━━━ Information provided
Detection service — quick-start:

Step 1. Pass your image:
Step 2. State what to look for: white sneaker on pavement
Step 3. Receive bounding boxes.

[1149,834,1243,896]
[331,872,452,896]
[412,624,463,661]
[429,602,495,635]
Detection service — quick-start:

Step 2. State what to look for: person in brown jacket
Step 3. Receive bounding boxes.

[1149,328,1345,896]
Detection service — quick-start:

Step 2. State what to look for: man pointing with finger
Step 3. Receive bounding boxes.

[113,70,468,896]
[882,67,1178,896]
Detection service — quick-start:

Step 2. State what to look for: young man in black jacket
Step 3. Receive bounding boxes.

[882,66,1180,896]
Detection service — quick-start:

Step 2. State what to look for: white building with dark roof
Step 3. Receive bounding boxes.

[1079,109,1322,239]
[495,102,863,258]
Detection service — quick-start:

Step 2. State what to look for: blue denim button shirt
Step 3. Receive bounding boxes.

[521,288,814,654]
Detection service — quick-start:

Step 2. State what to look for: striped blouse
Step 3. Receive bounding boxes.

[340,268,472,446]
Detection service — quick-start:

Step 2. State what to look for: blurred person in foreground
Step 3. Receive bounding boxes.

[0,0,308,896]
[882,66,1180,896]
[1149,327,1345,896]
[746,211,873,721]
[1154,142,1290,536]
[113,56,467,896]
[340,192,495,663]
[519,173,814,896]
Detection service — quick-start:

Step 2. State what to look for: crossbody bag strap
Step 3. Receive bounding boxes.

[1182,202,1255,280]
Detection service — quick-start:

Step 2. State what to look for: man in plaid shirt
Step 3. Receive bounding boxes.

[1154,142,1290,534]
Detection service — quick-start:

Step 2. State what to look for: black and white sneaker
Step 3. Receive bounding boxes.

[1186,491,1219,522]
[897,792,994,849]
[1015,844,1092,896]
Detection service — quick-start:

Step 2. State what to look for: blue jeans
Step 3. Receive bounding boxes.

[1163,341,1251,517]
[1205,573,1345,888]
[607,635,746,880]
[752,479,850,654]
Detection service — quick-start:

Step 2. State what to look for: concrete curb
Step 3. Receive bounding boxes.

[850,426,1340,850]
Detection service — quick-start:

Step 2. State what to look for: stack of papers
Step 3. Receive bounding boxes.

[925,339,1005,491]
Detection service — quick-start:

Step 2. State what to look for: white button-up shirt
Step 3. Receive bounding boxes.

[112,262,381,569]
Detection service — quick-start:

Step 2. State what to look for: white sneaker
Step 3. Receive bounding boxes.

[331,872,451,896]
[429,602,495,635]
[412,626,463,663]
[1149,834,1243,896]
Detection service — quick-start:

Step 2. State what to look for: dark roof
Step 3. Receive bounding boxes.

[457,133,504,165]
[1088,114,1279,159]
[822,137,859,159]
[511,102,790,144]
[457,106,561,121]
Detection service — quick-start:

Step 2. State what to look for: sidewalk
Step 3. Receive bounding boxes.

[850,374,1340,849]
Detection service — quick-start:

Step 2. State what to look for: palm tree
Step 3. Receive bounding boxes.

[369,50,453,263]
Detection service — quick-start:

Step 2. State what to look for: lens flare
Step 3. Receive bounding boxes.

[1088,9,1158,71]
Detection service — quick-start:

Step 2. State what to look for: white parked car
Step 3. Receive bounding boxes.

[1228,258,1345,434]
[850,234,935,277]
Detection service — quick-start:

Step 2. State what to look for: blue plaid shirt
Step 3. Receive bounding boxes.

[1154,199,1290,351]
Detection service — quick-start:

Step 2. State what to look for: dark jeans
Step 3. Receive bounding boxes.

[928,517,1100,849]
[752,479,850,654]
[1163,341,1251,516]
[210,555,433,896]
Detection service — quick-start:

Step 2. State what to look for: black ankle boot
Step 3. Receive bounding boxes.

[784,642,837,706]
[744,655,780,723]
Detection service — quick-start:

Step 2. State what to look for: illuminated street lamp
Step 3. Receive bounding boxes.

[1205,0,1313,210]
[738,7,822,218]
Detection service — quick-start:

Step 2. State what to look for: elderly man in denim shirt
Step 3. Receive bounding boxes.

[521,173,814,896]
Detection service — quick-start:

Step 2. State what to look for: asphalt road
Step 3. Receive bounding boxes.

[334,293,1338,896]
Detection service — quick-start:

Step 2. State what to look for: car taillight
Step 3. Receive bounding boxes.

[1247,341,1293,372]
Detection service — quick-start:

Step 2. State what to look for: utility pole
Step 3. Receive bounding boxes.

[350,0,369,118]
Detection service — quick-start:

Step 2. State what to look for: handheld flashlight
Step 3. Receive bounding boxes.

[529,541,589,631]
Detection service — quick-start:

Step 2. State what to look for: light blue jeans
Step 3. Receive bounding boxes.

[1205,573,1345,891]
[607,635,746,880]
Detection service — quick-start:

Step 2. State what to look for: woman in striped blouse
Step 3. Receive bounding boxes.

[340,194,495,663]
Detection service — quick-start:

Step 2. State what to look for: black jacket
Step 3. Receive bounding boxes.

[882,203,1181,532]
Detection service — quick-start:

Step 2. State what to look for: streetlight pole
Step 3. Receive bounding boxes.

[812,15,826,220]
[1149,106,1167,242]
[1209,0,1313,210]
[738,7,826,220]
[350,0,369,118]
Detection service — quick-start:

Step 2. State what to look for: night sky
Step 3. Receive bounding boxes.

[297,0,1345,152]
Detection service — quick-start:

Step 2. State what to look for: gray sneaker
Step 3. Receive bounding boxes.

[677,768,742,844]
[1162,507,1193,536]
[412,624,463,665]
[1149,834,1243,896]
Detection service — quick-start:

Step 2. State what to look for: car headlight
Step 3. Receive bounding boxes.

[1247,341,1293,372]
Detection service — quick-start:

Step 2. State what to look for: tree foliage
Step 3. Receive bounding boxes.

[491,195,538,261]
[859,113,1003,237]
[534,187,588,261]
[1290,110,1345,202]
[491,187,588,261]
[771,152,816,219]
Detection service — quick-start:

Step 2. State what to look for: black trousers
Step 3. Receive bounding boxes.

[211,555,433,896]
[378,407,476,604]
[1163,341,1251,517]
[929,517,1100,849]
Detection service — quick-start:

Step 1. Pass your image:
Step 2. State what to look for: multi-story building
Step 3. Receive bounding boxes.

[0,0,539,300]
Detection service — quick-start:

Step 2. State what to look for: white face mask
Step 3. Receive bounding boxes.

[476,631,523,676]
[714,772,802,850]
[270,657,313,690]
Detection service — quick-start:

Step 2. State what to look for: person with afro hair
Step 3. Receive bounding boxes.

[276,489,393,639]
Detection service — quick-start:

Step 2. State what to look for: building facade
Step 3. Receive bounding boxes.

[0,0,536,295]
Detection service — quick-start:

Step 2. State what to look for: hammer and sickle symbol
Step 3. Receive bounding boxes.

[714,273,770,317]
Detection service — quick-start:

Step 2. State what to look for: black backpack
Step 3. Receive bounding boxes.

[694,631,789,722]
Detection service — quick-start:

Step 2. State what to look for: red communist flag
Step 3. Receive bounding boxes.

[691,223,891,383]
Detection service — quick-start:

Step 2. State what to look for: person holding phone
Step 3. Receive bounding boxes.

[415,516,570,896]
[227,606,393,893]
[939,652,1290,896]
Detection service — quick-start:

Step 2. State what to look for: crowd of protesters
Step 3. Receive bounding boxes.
━━━━━━
## Written task
Pull out every line in the entries above that contains the string "with", matching case exactly.

## Response to the task
Step 2. State what to look for: man pointing with finger
Step 2. State what to look for: white building with dark roof
Step 2. State what to look for: person with afro hair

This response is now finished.